* [Exercise aim] Copy out the records from the start through the line containing "<point>570,94</point>", swapping "green foliage" for "leafy plants" and leaving everything else the same.

* [Dataset rows]
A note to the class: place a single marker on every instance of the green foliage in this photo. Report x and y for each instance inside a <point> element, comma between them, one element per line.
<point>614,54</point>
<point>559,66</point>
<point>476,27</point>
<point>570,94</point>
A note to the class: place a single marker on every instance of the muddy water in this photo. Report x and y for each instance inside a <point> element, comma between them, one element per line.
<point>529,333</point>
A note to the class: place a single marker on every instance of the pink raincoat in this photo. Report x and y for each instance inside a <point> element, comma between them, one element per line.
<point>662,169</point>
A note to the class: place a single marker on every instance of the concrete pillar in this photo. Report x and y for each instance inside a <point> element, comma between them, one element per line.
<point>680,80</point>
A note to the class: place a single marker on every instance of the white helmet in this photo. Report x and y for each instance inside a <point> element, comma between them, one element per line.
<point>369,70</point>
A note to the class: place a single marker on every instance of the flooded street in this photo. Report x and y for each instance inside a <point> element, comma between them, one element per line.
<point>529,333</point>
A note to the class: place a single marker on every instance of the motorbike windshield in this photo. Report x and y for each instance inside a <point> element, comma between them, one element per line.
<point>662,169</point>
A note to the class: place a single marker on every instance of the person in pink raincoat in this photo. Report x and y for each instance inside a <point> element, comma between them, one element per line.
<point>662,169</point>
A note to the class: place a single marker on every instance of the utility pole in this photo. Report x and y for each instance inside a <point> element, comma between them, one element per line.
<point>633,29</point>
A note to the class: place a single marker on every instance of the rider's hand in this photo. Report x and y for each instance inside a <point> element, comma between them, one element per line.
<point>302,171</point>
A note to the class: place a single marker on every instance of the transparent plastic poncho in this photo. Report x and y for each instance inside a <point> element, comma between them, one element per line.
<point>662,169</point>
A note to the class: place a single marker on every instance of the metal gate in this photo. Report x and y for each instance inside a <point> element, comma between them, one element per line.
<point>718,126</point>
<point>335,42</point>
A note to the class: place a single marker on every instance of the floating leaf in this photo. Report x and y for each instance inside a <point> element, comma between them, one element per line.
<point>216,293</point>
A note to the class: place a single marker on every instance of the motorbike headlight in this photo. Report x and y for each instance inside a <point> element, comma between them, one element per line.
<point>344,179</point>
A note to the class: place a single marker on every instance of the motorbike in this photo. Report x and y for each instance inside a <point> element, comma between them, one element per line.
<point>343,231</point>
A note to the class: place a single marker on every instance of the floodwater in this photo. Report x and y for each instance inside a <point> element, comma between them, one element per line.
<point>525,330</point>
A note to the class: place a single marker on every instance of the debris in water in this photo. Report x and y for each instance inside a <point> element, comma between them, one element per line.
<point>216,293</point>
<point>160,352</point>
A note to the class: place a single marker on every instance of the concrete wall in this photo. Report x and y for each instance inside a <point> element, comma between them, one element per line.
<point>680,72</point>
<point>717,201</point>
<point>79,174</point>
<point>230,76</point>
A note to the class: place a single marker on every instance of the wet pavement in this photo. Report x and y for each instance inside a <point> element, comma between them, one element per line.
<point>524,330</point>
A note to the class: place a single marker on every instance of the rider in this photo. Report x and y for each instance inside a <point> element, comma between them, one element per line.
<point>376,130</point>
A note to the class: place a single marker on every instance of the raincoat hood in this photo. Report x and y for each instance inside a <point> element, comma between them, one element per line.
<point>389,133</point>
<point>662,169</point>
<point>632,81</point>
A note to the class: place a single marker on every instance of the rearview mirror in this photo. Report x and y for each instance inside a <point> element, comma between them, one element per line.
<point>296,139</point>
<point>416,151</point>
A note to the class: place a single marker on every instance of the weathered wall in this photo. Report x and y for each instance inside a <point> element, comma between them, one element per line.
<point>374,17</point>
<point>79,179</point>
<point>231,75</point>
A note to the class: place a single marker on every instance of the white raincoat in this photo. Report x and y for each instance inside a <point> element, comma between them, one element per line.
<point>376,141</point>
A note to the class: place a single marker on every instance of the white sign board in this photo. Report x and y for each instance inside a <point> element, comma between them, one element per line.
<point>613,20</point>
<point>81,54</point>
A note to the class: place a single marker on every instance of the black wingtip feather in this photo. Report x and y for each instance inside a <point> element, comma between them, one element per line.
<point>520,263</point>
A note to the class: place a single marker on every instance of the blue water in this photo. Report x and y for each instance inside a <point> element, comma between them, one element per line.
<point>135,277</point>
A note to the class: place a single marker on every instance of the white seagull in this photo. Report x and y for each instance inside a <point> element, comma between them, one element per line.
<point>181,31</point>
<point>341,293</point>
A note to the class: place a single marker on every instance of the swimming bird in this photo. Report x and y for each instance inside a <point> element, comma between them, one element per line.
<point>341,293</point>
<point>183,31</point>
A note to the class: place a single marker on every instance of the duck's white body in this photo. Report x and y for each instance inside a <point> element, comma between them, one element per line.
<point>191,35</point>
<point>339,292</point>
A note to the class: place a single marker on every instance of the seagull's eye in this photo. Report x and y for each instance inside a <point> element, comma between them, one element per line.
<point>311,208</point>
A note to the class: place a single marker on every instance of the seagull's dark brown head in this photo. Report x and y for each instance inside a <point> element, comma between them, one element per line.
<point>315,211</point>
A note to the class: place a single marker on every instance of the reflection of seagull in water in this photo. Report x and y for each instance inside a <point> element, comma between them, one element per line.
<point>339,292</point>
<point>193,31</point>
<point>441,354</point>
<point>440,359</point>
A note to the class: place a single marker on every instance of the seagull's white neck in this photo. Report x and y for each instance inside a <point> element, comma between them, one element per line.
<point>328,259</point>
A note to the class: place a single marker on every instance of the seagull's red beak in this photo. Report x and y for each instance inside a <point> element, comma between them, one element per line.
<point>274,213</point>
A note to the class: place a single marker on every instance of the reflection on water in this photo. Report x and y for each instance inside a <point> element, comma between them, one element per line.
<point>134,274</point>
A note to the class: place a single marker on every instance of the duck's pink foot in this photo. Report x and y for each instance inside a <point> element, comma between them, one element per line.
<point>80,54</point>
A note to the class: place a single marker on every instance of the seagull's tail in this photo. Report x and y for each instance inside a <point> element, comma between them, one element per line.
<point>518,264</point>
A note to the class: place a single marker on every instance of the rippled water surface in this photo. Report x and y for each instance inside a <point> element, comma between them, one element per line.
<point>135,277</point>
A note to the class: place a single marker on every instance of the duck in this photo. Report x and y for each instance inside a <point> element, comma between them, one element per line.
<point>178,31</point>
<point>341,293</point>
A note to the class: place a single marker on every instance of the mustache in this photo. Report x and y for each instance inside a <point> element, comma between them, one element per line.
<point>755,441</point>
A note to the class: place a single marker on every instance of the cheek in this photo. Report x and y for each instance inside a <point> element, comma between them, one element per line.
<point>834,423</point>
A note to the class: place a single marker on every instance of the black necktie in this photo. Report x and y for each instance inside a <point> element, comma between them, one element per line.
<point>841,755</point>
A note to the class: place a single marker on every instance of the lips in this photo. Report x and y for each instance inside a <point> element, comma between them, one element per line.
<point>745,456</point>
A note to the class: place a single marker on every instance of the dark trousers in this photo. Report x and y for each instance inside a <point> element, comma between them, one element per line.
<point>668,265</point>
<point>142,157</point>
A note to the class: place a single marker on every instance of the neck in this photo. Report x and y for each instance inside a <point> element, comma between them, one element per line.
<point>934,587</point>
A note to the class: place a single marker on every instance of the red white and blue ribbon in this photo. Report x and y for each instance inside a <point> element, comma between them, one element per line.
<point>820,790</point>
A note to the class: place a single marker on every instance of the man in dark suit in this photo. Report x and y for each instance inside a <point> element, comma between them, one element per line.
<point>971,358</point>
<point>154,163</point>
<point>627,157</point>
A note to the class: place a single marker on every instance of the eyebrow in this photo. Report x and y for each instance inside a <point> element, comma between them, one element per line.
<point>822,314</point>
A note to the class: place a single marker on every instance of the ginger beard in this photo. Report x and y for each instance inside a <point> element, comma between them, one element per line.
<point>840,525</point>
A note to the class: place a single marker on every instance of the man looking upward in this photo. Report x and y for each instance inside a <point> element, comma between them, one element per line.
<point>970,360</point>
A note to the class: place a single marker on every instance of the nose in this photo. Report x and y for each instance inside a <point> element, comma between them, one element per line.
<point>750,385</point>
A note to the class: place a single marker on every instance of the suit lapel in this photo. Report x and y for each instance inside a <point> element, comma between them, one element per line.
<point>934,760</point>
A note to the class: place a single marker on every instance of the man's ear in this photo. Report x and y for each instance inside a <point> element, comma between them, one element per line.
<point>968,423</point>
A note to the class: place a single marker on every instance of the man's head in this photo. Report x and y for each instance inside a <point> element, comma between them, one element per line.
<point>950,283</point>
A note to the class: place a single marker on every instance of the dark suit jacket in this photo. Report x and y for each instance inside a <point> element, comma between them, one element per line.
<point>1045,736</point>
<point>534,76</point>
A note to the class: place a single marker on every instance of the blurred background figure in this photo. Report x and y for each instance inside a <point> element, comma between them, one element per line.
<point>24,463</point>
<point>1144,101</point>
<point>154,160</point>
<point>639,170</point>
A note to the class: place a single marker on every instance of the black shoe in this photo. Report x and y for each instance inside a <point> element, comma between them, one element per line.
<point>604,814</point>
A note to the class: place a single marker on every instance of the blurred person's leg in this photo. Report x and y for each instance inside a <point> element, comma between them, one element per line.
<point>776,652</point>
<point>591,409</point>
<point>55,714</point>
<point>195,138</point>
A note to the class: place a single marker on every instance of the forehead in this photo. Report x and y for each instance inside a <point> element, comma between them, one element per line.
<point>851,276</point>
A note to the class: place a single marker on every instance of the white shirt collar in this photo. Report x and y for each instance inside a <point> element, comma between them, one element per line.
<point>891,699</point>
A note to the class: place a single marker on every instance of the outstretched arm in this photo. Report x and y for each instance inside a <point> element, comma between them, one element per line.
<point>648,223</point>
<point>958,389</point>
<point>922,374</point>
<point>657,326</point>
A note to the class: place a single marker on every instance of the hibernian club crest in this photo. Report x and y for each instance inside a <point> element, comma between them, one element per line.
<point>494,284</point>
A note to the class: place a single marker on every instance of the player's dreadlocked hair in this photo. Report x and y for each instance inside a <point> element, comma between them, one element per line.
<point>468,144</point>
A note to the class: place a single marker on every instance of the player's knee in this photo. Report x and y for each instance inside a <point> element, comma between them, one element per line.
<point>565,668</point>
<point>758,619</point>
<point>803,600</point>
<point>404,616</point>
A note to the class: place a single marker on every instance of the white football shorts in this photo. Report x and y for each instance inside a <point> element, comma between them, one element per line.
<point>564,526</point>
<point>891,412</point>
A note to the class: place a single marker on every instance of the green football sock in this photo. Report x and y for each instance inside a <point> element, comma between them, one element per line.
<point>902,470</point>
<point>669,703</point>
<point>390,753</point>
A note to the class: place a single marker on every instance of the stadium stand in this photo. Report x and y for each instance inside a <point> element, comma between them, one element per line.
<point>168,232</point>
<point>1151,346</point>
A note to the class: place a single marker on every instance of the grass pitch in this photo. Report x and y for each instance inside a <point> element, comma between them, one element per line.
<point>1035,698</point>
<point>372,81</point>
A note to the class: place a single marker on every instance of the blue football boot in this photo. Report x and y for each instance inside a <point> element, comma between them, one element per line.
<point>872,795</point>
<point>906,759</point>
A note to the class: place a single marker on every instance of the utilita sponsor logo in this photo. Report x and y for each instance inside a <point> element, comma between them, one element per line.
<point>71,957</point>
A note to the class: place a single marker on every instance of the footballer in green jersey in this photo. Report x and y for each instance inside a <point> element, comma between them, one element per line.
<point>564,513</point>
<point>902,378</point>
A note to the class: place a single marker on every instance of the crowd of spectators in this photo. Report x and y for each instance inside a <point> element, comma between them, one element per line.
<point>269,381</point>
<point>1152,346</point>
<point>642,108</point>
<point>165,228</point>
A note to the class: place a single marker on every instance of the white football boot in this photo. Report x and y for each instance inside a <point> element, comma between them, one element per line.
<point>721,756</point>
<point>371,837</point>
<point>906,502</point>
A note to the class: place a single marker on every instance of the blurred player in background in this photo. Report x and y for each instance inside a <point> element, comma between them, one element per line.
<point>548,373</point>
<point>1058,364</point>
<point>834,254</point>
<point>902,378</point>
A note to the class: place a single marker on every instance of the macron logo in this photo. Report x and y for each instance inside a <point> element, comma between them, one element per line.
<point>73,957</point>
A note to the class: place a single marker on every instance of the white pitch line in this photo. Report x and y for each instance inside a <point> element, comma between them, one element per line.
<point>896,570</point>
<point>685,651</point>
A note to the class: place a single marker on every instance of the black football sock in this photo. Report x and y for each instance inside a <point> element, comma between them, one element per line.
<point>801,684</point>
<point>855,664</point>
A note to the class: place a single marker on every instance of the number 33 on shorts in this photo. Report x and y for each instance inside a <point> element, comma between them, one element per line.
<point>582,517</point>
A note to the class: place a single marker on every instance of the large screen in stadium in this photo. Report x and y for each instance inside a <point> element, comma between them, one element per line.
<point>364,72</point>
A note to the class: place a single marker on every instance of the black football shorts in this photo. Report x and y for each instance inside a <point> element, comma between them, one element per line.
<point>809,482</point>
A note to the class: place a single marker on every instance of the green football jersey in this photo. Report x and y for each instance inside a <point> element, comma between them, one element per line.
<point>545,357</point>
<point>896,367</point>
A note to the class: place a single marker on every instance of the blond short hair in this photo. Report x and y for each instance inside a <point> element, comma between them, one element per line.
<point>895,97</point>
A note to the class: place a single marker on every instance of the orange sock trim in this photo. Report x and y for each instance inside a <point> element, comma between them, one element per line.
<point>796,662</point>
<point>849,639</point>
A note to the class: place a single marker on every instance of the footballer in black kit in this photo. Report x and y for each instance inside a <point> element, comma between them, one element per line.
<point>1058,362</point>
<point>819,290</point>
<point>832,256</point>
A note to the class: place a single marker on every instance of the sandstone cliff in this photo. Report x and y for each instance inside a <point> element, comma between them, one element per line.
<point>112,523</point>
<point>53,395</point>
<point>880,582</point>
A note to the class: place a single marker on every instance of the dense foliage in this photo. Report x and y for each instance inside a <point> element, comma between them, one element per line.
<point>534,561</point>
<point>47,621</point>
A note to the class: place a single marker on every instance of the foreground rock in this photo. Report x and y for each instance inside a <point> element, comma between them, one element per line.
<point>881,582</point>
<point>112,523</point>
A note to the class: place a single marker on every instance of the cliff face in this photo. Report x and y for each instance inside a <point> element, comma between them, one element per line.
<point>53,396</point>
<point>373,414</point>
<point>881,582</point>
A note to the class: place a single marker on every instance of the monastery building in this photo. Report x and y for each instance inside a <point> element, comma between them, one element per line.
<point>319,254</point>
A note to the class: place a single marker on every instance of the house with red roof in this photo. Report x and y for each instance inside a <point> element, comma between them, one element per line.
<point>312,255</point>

* [Finished task]
A note to the class: place a single marker on every instance of the leafy plants in this photo. Report x and y for each instance inside a <point> element, comma between them, one element per line.
<point>614,54</point>
<point>559,66</point>
<point>476,27</point>
<point>570,94</point>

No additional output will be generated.